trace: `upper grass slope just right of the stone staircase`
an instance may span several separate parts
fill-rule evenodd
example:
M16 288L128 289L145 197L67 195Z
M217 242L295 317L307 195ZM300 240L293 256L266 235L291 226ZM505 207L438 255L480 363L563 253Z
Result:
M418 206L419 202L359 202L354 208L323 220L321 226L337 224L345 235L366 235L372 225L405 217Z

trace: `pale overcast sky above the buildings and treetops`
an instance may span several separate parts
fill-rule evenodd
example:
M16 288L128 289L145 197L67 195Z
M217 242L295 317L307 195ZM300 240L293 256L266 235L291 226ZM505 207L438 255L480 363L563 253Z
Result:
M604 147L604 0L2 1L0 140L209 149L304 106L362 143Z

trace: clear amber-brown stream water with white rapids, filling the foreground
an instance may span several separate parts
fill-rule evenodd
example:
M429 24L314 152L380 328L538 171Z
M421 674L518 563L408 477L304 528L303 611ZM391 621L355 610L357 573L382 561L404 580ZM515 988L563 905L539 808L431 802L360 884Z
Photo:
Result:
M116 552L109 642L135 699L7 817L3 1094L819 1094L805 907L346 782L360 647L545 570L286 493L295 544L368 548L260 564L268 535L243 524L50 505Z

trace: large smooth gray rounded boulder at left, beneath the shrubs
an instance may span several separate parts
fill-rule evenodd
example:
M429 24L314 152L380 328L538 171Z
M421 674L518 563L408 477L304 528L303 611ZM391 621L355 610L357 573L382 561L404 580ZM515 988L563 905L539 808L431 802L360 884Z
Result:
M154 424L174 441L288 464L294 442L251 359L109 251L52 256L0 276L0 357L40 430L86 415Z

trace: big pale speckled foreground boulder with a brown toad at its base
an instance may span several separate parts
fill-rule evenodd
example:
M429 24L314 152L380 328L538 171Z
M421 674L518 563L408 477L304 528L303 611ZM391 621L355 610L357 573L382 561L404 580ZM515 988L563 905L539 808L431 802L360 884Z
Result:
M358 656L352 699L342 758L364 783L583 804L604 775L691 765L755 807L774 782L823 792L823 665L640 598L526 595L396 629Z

## Exercise
What is the number of lines in the records above that include the word "pale"? Reply with that number and nothing more.

## Your response
2